- **CHALLENGE A**:
Quote the stretch of the records from the line containing "Tag every green helmet." through the end of the records, both ends included, and leave the pictures out of your answer.

___ DOCUMENT

# My Turtlewax Dry and Shine review



## HEADPHONES (Jan 1, 2008)

Washed our Mini today.
Had planned on using TW Seal and Shine after.
As soon as i started rinsing after a simple 2BM wash, it started drzzling

No worries i thought. My Dry and Shine had arrived this week.
Seeing as it HAS TO BE rinsed off anyway, a little drizzle wouldn't do any harm.

It was hard to see any benefit on the bodywork as there was still alot of beading after just a wash due to BSD/CGV07 being used after every wash previousely.
However, I am guilty of showing the wheels zero love as all they ever get is a 2BM wash. No polish. No sealant. Not even BSD as a drying aid.

Initially i think rinsing with the pressure washer too close blasted the product off and there was no beading on the wheels.
Repeated a little mist of Dry and Shine with a gentle jetrinse from a distance to reveal nice beading considering zero prep on untreated wheels.

TW Dry and Shine by Andy Ten, on Flickr

TW Dry and Shine by Andy Ten, on Flickr

So a nice product to use if you get caught by rain before you get to apply your normal LSP or drying aid.


----------



## Ateca71 (Oct 15, 2019)

I’ve just received 2 bottles from CP4L and plan to give it a try next weekend. From what I’ve seen it seems to be really good.


----------



## BobbyNelson (May 8, 2011)

Looks good on the wheels. I'd be interested to know how easily the inevitable brake dust sticks following application.


----------



## Andyblue (Jun 20, 2017)

Looking good - and as you say, if you need a top up and it starts raining, this type of product works great. 

Be interesting to see how long it lasts on wheels :thumb:


----------



## moncris (Jan 2, 2018)

Does it leave residue on the paint?


----------



## Citromark (Oct 29, 2013)

Not if used correctly , 1 or 2 spritz's onto wet panel then wipe over with a plush damp microfiber and rinse straight away , I find an open ended hose works best . Great product and I'm sure there's nothing else to touch it for the price it can be bought for .

Mark


----------



## GSI-MAN (Sep 12, 2017)

______

- **CHALLENGE B**:
In the Dry and Shine thread, what kind of hose does Citromark find works best for rinsing?

___ LISTED RECORDS

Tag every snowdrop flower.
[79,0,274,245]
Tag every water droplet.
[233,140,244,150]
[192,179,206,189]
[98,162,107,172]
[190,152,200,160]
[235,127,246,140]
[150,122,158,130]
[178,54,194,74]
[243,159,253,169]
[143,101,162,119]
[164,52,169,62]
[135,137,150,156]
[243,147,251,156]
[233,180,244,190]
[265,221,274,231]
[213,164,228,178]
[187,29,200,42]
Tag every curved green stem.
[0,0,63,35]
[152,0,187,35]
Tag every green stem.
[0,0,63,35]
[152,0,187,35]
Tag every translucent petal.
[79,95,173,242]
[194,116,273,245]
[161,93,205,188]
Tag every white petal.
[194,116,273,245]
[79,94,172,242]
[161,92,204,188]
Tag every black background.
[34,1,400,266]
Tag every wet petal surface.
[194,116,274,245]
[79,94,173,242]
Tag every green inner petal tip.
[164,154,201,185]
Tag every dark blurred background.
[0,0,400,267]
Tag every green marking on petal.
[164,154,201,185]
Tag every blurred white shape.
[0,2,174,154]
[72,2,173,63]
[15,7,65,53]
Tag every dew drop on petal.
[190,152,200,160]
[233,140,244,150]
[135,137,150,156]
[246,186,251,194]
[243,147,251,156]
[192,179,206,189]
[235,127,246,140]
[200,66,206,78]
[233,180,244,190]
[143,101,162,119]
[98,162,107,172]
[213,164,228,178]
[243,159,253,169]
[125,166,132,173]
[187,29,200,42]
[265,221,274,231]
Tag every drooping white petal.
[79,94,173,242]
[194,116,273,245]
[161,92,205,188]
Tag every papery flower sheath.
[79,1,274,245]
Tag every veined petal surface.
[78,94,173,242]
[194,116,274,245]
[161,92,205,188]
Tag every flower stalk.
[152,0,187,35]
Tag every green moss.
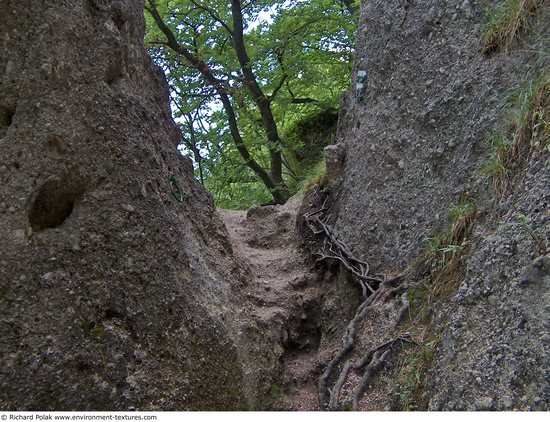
[299,158,327,192]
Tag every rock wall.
[0,0,269,410]
[335,0,550,410]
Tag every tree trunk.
[146,0,289,204]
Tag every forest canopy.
[145,0,357,209]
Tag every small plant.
[481,74,550,196]
[423,201,475,271]
[481,134,512,195]
[397,331,441,410]
[480,0,544,53]
[300,158,327,192]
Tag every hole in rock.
[29,175,84,232]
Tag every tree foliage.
[145,0,356,208]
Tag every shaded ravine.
[218,196,321,410]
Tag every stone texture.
[334,0,550,410]
[0,0,270,410]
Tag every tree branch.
[191,0,233,36]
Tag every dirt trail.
[218,197,321,410]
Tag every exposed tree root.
[353,333,413,410]
[304,201,385,298]
[304,200,412,410]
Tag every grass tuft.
[481,75,550,196]
[480,0,544,53]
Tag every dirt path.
[218,197,321,410]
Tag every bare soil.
[218,196,321,410]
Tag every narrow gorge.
[0,0,550,411]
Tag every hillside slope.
[0,0,275,410]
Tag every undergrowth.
[480,0,544,53]
[299,158,327,192]
[481,74,550,196]
[397,199,476,410]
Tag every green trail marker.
[168,177,185,202]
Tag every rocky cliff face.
[335,0,550,410]
[0,0,276,410]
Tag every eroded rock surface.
[0,0,271,410]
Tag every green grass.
[480,0,544,53]
[397,331,441,410]
[299,158,327,192]
[481,74,550,196]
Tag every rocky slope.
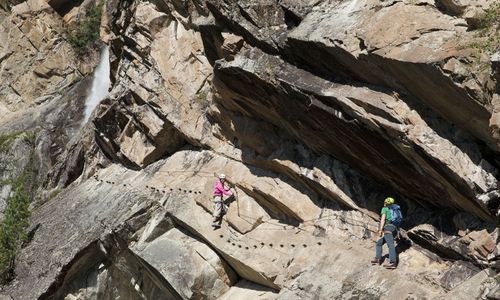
[0,0,500,299]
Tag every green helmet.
[384,197,394,205]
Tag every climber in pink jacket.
[212,174,233,229]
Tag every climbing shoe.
[384,263,396,270]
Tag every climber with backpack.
[371,197,403,269]
[212,174,233,229]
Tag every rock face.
[0,0,500,299]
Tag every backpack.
[389,204,403,227]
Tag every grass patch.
[68,2,103,52]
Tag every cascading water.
[83,46,111,124]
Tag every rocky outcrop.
[0,0,500,299]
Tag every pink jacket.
[214,180,233,197]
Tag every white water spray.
[83,46,111,124]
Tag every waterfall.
[83,46,111,124]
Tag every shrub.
[0,132,37,283]
[0,132,22,154]
[472,3,500,54]
[68,3,103,50]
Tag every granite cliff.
[0,0,500,299]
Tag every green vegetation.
[0,132,23,154]
[472,3,500,54]
[68,3,103,51]
[196,91,208,103]
[0,132,37,283]
[47,189,62,201]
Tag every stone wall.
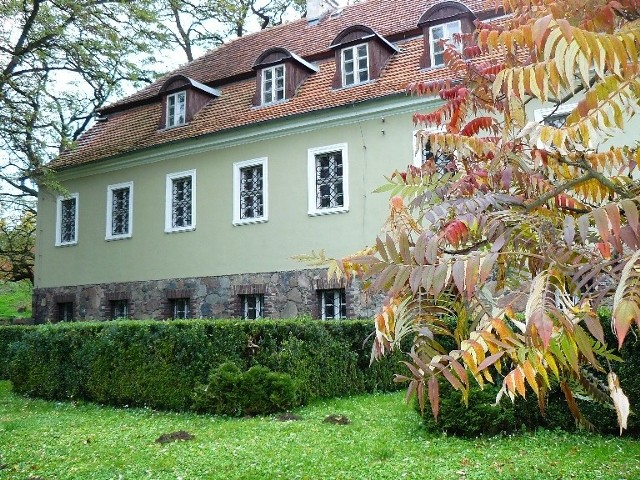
[33,269,380,323]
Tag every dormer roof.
[50,0,496,169]
[329,25,399,52]
[252,47,318,73]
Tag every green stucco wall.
[36,95,433,288]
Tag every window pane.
[111,187,129,235]
[240,165,264,218]
[60,198,76,243]
[171,177,191,227]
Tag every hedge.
[0,320,401,410]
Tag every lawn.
[0,281,32,319]
[0,382,640,480]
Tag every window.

______

- **EXERCISE OUTPUT A**:
Tag every green helmet.
[384,197,394,205]
Tag every climber in pink jacket.
[212,174,233,229]
Tag every climbing shoe.
[384,263,396,270]
Tag every climber with backpack.
[371,197,403,269]
[212,174,233,229]
Tag every rock face.
[0,0,500,299]
Tag every backpack.
[389,204,403,227]
Tag every grass patch.
[68,2,103,52]
Tag every cascading water.
[83,46,111,124]
Tag every rocky outcrop.
[0,0,500,299]
Tag every pink jacket.
[214,180,233,197]
Tag every white water spray.
[83,46,111,124]
Tag every waterfall.
[83,46,111,124]
Tag every shrub.
[0,132,37,283]
[0,132,22,154]
[472,3,500,54]
[68,3,103,50]
Tag every granite cliff.
[0,0,500,299]
Tag every green vegetation.
[0,132,23,154]
[472,3,500,54]
[68,3,103,51]
[196,91,208,103]
[0,132,37,283]
[47,189,62,201]
Tag every stone wall.
[33,269,380,323]
Tag every dormer roof.
[50,0,496,169]
[329,25,399,52]
[252,47,318,73]
Tag every green stucco wall.
[36,95,433,288]
Tag every window pane.
[111,187,129,235]
[240,165,264,218]
[60,198,76,243]
[171,177,191,227]
Tag every hedge.
[0,320,401,410]
Tag every lawn.
[0,281,32,319]
[0,382,640,480]
Tag every window.

- **EXERCISE OUTPUT B**:
An open-ended hose.